WHAT TO WORK ON >> Repeat the records below exactly as they appear.

Raw records:
# # # # # # #
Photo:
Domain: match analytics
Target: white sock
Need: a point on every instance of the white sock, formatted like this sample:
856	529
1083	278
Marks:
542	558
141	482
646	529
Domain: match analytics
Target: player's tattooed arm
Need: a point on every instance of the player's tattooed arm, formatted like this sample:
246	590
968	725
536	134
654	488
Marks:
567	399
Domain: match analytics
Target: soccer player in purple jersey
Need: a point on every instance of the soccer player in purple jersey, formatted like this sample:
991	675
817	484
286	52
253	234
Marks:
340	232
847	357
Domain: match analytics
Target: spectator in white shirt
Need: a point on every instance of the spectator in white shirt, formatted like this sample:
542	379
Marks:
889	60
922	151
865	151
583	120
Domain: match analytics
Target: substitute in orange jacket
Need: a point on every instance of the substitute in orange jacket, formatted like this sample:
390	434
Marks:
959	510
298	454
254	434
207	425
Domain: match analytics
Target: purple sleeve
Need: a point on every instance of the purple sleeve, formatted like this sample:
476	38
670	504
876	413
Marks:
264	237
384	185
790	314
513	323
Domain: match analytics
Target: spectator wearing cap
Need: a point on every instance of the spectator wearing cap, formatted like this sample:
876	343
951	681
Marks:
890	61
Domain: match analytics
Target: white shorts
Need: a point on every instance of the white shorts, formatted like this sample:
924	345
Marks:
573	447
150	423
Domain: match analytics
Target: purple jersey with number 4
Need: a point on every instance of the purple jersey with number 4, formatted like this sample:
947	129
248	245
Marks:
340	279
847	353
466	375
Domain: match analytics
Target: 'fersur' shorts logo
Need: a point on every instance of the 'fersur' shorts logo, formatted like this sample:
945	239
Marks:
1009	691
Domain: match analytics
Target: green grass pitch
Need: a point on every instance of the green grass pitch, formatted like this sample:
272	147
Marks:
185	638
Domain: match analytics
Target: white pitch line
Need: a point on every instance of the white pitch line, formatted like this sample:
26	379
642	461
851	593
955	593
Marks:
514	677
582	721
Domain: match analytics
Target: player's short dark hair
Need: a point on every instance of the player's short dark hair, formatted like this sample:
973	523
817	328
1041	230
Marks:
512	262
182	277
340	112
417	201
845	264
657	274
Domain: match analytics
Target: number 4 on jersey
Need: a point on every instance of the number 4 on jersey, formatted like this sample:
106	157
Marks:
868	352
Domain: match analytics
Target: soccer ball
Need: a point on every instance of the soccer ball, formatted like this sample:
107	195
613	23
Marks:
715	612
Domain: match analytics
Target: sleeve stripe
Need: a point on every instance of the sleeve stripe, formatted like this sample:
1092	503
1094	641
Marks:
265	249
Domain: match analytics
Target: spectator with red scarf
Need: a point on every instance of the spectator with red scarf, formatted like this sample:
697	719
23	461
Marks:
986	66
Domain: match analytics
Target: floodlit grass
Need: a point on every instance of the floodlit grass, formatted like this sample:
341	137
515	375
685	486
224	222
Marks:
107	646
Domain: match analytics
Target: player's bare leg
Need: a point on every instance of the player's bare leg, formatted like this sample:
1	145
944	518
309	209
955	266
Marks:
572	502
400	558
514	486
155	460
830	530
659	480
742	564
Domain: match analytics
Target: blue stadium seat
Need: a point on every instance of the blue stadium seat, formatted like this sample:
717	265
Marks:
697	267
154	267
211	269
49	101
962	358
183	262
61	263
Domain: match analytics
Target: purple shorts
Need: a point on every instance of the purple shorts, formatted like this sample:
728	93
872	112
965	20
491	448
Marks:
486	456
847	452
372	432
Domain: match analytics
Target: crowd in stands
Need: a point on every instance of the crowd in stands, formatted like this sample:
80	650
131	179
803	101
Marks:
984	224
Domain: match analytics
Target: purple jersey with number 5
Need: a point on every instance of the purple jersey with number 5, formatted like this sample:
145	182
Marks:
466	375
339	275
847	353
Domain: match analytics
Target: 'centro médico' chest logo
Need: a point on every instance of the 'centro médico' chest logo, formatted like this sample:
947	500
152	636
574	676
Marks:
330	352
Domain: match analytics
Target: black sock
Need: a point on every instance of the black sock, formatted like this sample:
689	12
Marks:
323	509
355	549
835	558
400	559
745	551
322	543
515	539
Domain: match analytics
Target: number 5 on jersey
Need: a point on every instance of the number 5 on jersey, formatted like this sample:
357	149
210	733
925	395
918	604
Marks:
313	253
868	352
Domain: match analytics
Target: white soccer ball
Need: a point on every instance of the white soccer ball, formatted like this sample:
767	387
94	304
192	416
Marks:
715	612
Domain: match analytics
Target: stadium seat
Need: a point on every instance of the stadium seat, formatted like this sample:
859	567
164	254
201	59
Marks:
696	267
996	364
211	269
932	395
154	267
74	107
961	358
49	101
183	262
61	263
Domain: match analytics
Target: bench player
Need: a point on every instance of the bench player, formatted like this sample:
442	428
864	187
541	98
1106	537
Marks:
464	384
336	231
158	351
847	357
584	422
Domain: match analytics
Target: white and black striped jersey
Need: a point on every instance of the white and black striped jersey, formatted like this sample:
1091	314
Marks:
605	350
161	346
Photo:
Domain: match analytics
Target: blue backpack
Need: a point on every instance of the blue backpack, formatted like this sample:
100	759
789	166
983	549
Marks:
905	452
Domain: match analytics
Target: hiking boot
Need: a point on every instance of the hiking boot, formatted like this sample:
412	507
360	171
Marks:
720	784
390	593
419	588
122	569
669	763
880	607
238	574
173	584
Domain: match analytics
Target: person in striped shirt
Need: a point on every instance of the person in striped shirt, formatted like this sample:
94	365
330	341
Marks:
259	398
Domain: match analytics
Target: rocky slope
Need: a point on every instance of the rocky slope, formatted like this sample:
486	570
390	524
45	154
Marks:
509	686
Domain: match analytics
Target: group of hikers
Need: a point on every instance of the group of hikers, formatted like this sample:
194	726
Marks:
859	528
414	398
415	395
# # # # # # #
RESULT FOR THIS TASK >>
Photo:
Domain: match analytics
Target: white sock
Need: a point on every instance of the white sock, formatted like this sample:
856	529
1083	278
Marks:
542	558
141	482
646	529
Domain: match analytics
Target: player's tattooed arm
Need: a point on every instance of the player's tattooed arm, formatted like this sample:
246	590
968	725
536	134
654	488
Marks:
567	399
Domain: match analytics
Target: soccer player in purple jersey
Need: a point on every instance of the soccer player in purple jersey, formatted like this sample:
991	675
817	484
286	52
253	234
Marks:
340	232
847	357
Domain: match analytics
Target: spectator in white shirt
Need: a point on every instance of the spectator in white shirt, formatted like this sample:
542	379
Marks:
889	60
922	151
865	151
583	120
Domain: match analytics
Target: substitute in orange jacket
Need: a point on every instance of the substitute in orange jacket, formatted like this sample:
390	434
Marks:
959	510
298	454
254	434
207	425
Domain: match analytics
Target: purple sleeve
Need: a point on every instance of the purple sleeve, formatted like this sample:
476	38
670	504
876	413
Marks:
264	237
384	185
790	314
513	323
Domain: match analytics
Target: spectator wearing cap
Need: a point on every instance of the spectator wearing cap, formatted like this sample:
876	343
951	681
Marks:
890	61
Domain: match analytics
Target: white shorts
Need: a point on every instance of the white shorts, formatted like this sample:
924	345
Marks:
573	447
150	423
Domain: match analytics
Target: purple jersey with number 4
Need: a point on every instance of the purple jersey with number 4, formatted like this sample:
947	129
248	245
Marks:
340	279
847	353
466	375
Domain: match analytics
Target: 'fersur' shorts logo
Need: a point on every instance of the 'fersur' shorts logo, formatted like this sample:
945	239
Marks:
1009	691
Domain: match analytics
Target: green grass pitch
Need: a point on every instance of the green grass pitch, formatted like this sample:
272	147
Marks:
185	638
Domain: match analytics
Target: white pitch line
Need: a point on every instance of the white pitch line, formatted like this sample:
26	379
642	461
851	593
955	593
Marks:
514	677
582	721
Domain: match analytics
Target: player's short dark hair
Need: a point on every instance of the player's short dark hair, formatted like this sample:
973	523
817	328
1041	230
Marks:
512	262
182	277
340	112
417	201
845	264
657	274
Domain: match analytics
Target: number 4 on jersey
Need: a point on every instance of the number 4 on jersey, formatted like this sample:
106	157
Marks:
868	352
Domain: match analytics
Target: soccer ball
Need: a point on every instance of the soccer ball, formatted like this sample:
107	195
613	23
Marks:
715	612
Domain: match analytics
Target: sleeve stripe
Need: a point on every instance of the sleeve stripe, formatted like this sample:
1092	503
1094	641
Marks:
265	249
Domain: match analytics
Target: spectator with red scarf
Need: a point on every instance of the spectator with red scarf, formatted like this sample:
697	719
23	461
Marks:
986	66
Domain: match analytics
Target: floodlit grass
Need: a point on every instance of the floodlit grass, formatted like this sample:
341	137
515	375
685	486
224	222
Marks:
107	646
Domain: match analytics
Target: player's bare leg
Need: a point on every instance of the player's bare leg, formatted like this sample:
1	145
944	518
309	209
955	266
Marks:
572	502
400	558
514	486
155	460
830	530
659	480
742	564
Domain: match analytics
Target: blue stadium seat
Need: a point on every instance of the blue stadium seat, formatted like this sample:
717	265
Marks:
697	267
154	267
211	269
49	101
962	358
183	262
61	263
Domain: match analytics
Target: purple shorts
Need: a point on every instance of the purple shorts, formatted like this sample:
728	93
872	112
965	20
491	448
Marks:
486	456
847	452
372	432
Domain: match analytics
Target: crowd in stands
Need: a point on every instance of the crowd in stands, formatted like this sample:
80	650
131	179
803	101
Marks:
984	224
Domain: match analytics
Target: purple jersey with number 5
Need: a point on every instance of the purple jersey with number 5, formatted like this sample:
145	182
Marks:
466	375
339	275
847	353
Domain: match analytics
Target: 'centro médico' chest logo
Need: a point on every instance of the 'centro médico' chest logo, formatted like this sample:
947	500
152	636
574	676
Marks:
330	352
Domain: match analytics
Target: black sock
Need: a point on every instance of the black sock, formatted like this sample:
689	12
Marks:
323	509
355	549
835	558
400	559
745	551
322	543
515	539
Domain: match analytics
Target: number 5 on jersey
Need: a point on every instance of the number 5 on jersey, formatted like this sample:
357	149
210	733
925	395
918	604
Marks:
313	253
868	352
Domain: match analytics
Target: white soccer ball
Need: a point on every instance of the white soccer ball, formatted like this sample:
767	387
94	304
192	416
Marks:
715	612
Domain: match analytics
Target: stadium seat
Need: a point on every instance of the stadium seat, formatted like this sample:
859	567
164	254
201	59
Marks:
696	267
996	364
211	269
932	395
154	267
74	107
961	358
49	101
183	262
61	263
Domain: match analytics
Target: bench player
Need: a point on every instance of the bench player, formatted like this sample:
442	428
864	187
541	98
1106	537
Marks:
464	384
336	231
158	351
847	357
584	422
Domain: match analytics
Target: white and black striped jersey
Need: a point on every instance of the white and black striped jersey, formatted like this sample:
1091	314
Marks:
605	350
161	346
Photo:
Domain: match analytics
Target: blue backpack
Need: a point on every instance of the blue backpack, formatted like this sample:
100	759
789	166
983	549
Marks:
905	452
Domain: match analytics
Target: hiking boot
Need: a point on every instance of the hiking boot, formatted like this sample:
412	507
360	171
Marks:
720	784
390	593
419	588
122	569
669	763
880	607
238	574
173	584
Domain: match analytics
Target: person in striped shirt
Need: a point on every instance of the person in striped shirt, formatted like this sample:
94	365
330	341
Marks:
259	398
Domain: match analytics
Target: rocky slope
Need: a point on every instance of the rocky slope, formatted like this sample:
486	570
390	524
45	154
Marks:
509	686
Domain: match analytics
Target: group of hikers
Need: a point on every instance of the group of hikers, formatted like this sample:
194	726
Marks:
859	528
414	398
415	395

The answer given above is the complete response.